EXERCISE DATA

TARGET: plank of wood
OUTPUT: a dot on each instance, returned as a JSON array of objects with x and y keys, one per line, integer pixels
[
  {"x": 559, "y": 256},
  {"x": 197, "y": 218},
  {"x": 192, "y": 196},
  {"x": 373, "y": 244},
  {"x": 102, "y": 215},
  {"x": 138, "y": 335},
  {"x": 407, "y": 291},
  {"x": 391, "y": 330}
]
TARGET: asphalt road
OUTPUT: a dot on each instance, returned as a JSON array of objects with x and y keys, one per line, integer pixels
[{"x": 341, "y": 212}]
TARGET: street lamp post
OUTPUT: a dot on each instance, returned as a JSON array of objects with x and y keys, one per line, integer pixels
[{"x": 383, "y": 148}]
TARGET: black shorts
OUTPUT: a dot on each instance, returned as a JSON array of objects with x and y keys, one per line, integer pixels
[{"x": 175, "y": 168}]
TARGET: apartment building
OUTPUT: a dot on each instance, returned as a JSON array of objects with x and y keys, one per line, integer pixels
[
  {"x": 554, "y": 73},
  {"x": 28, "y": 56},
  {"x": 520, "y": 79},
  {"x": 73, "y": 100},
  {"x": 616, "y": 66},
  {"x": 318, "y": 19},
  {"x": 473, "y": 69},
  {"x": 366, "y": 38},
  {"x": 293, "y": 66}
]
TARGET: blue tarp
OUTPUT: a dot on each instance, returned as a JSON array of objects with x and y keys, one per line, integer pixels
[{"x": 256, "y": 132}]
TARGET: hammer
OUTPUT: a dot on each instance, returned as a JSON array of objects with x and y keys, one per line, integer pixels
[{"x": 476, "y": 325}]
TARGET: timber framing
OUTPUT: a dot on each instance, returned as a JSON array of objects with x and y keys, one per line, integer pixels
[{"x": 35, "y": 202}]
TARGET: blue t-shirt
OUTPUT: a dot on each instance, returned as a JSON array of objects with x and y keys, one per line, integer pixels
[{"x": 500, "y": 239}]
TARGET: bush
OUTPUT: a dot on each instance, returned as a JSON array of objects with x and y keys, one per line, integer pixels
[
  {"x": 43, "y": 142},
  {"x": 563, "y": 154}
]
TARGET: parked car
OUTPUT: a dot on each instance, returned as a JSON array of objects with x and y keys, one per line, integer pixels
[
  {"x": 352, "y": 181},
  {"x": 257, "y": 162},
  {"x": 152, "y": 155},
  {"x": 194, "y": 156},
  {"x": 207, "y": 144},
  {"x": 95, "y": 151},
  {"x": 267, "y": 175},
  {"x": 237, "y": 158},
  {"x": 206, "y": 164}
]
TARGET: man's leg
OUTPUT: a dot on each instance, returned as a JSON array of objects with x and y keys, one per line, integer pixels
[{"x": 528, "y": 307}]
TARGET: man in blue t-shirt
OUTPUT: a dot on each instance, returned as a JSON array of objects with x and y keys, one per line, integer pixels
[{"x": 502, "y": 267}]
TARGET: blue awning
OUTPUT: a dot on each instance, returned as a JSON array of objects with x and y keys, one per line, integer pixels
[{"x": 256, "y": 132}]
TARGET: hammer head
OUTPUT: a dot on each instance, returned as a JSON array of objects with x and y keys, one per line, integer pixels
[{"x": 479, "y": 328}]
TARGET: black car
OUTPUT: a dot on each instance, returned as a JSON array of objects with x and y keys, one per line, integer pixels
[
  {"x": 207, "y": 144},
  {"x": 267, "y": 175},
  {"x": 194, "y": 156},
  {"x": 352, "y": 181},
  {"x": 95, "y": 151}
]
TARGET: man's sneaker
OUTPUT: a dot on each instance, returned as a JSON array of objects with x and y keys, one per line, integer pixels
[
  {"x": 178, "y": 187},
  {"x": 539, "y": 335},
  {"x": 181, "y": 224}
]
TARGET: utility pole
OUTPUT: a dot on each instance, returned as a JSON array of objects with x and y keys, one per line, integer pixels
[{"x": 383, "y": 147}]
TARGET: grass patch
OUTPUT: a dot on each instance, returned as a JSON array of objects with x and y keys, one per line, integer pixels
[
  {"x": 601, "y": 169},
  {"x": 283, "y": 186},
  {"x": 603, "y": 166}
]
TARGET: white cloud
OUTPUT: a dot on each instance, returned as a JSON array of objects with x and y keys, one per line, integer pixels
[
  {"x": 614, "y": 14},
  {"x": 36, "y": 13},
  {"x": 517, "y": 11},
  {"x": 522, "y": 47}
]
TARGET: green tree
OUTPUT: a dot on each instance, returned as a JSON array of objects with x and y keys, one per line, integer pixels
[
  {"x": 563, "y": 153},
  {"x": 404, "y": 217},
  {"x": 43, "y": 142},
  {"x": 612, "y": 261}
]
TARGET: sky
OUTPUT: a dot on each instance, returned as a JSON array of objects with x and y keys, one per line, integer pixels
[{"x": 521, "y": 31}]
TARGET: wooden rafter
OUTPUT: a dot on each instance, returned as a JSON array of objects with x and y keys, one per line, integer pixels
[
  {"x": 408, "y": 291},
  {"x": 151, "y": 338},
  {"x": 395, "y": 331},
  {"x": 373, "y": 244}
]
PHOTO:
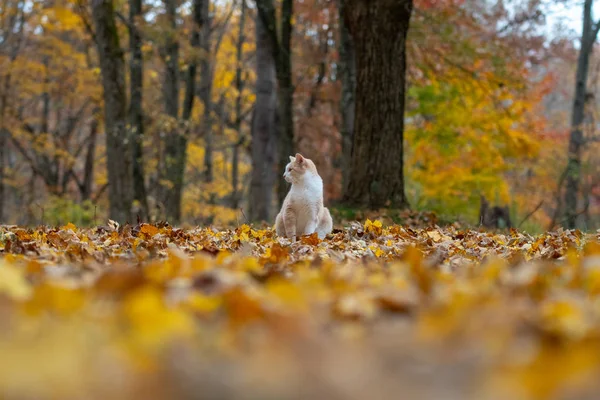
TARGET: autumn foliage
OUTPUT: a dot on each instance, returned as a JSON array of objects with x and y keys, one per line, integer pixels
[{"x": 161, "y": 312}]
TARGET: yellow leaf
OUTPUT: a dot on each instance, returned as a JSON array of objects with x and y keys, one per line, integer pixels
[{"x": 13, "y": 282}]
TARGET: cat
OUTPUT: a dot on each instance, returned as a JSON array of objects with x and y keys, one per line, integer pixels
[{"x": 302, "y": 212}]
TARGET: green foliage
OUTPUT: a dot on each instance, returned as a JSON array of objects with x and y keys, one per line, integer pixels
[{"x": 59, "y": 211}]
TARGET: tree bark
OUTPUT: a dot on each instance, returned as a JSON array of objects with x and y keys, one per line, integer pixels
[
  {"x": 347, "y": 68},
  {"x": 263, "y": 128},
  {"x": 88, "y": 169},
  {"x": 378, "y": 30},
  {"x": 118, "y": 149},
  {"x": 190, "y": 87},
  {"x": 588, "y": 37},
  {"x": 205, "y": 92},
  {"x": 136, "y": 115},
  {"x": 175, "y": 142},
  {"x": 282, "y": 56},
  {"x": 239, "y": 86}
]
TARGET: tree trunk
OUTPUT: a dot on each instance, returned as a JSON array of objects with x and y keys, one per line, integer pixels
[
  {"x": 136, "y": 116},
  {"x": 118, "y": 149},
  {"x": 175, "y": 142},
  {"x": 263, "y": 128},
  {"x": 285, "y": 96},
  {"x": 281, "y": 53},
  {"x": 88, "y": 169},
  {"x": 190, "y": 87},
  {"x": 588, "y": 37},
  {"x": 205, "y": 93},
  {"x": 347, "y": 68},
  {"x": 239, "y": 85},
  {"x": 378, "y": 30}
]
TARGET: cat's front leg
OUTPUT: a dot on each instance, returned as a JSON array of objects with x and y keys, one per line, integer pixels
[
  {"x": 311, "y": 226},
  {"x": 289, "y": 222}
]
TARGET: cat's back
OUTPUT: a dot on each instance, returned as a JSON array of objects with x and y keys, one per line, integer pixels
[{"x": 309, "y": 192}]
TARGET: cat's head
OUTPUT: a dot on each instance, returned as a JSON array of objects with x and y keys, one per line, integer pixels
[{"x": 298, "y": 168}]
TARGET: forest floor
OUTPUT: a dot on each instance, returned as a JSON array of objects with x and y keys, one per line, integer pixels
[{"x": 371, "y": 312}]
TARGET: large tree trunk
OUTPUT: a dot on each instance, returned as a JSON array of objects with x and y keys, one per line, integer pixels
[
  {"x": 176, "y": 141},
  {"x": 282, "y": 56},
  {"x": 588, "y": 37},
  {"x": 347, "y": 68},
  {"x": 239, "y": 85},
  {"x": 263, "y": 128},
  {"x": 378, "y": 29},
  {"x": 118, "y": 149},
  {"x": 136, "y": 116}
]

WRITTEN PROBLEM
Each line from the one containing "TARGET: cat's front leg" through the end of the entries, both included, is to be returned exactly, with no other lines.

COMPLETE OUTPUT
TARGET: cat's front leg
OUTPUT: a dot on each instance, returned as a JSON array of objects with x and y keys, one per line, integer pixels
[
  {"x": 311, "y": 226},
  {"x": 289, "y": 222}
]
TARGET: cat's back
OUTPUT: a dot on each instance, returned as a JSON array of objects with x and y keys, one per line, integer pixels
[{"x": 309, "y": 192}]
TARGET: cat's head
OUTPUT: a dot on each instance, returned as a JSON array of objects with x and y keys, one per line, integer pixels
[{"x": 298, "y": 168}]
TARGET: forest floor
OUTPUT: a dot on each instance, returned as a JSON array of objects with x and y keys, one per line, integer pixels
[{"x": 371, "y": 312}]
TARGET: large tree trunk
OUTPUT: a dot on each instance, returned as a JSON array of objects with x and y keys, one per line, integer pixels
[
  {"x": 176, "y": 141},
  {"x": 282, "y": 56},
  {"x": 588, "y": 37},
  {"x": 347, "y": 68},
  {"x": 239, "y": 85},
  {"x": 263, "y": 128},
  {"x": 378, "y": 29},
  {"x": 118, "y": 149},
  {"x": 136, "y": 116}
]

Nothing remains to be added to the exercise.